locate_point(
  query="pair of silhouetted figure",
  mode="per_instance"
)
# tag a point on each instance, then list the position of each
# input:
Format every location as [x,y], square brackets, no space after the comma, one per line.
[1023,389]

★ ★ ★ ★ ★ ★ ★

Given task:
Could you reproduce the material, replacing "silhouetted" with "shadowed" and leaving everything else untouched?

Task response:
locate_point(
  query="pair of shadowed figure",
  mode="per_instance"
)
# tag a point on each instance, then list the position of each
# input:
Format every location as [x,y], square brackets, no space after the comma, one per line.
[1023,389]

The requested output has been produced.